▶ **Objective**: Render into Spanish this sentence from the passage on Haley and the African American press: "In 1955 Haley published a piece in Atlantic Monthly recalling his Aunt Liz."

African American life was covered by John H. Johnson’s three magazines: Negro Digest, first published in 1942; Ebony, begun in 1945; and Jet, launched in 1951. A black version of Life, Ebony focused on black celebrities and on civil rights activities. Jet, a weekly digest-sized newsmagazine in the style of Time and Newsweek, became for many African Americans the authoritative source for news about civil rights protests and the lives of famous African Americans. Johnson believed that his magazines delivered the message that blacks “were going places we had never been before and doing things we’d never done before” and that his publications had a larger social impact: “You have to change images before you can change acts and institutions.”23
Though he never wrote for Johnson’s publications, Haley in 1954 started to write articles that challenged the negative images white Americans held about African Americans. Appearing first in the Christian Science Monitor and then in Reader’s Digest was his article entitled “The Harlem Nobody Knows.” Haley cast Harlem as a place that defied its reputation as a “sinkhole” of capitalism. He predicated his story on the Cold War assumption that foreigners believed that the largest obstacle to the United States’ influence among “the colored races who comprise two-thirds of the world’s population is discrimination against the American Negro, seemingly typified by this over-crowded, dilapidated area.” To counter the image of black degradation in Harlem, Haley emphasized that the area was filled with businesses run by blacks who had overcome the problems caused by the Great Depression and the 1943 riot. “What we need is a crusade of public relations,” one man told Haley. “Harlem’s biggest trouble now is that in too many minds the Negro remains a stereotype.”
In 1955 Haley published a piece in Atlantic Monthly recalling his Aunt Liz. The story is a slice of life with a building plot—the expectation in Henning that the proud and independent Elizabeth Murray had a lot of money and would contribute it to some community cause. Haley displayed a talent for description, as in the case of a service at the Colored Methodist Episcopal Church: “Both the Senior and Junior Choirs sang with inspiration. Then the preacher gave the devil such a beating round the stump that Brother Dandridge’s wooden leg was going fortissimo in general bedlam, Sister Scrap Scott shrieked three times in high C and fainted right in the choir stand, and Brother Rich Harrell leaped clear over the rostrum railing to kiss the preacher’s hand.” Haley wrote in Negro dialect, even though its use was then being condemned for pandering to white racism. He thus took an idiom used to mock black people and made it one that celebrated them. Haley believed it brought authenticity to his writing.

▶ **Recorded information**:
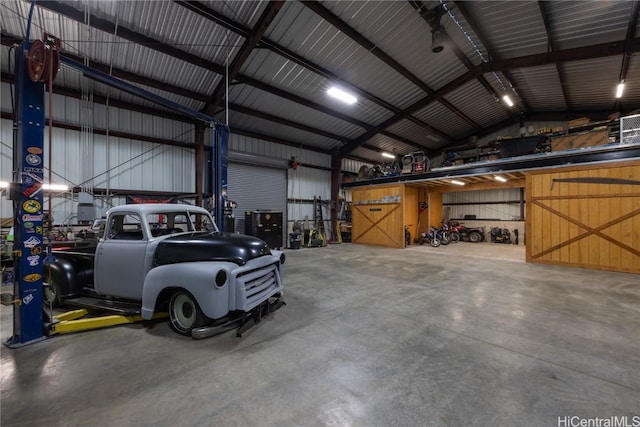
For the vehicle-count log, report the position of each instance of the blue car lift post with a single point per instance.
(28, 325)
(25, 191)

▶ **The answer**: En 1955, Haley publicó un texto en Atlantic Monthly en el que recordaba a su tía Liz.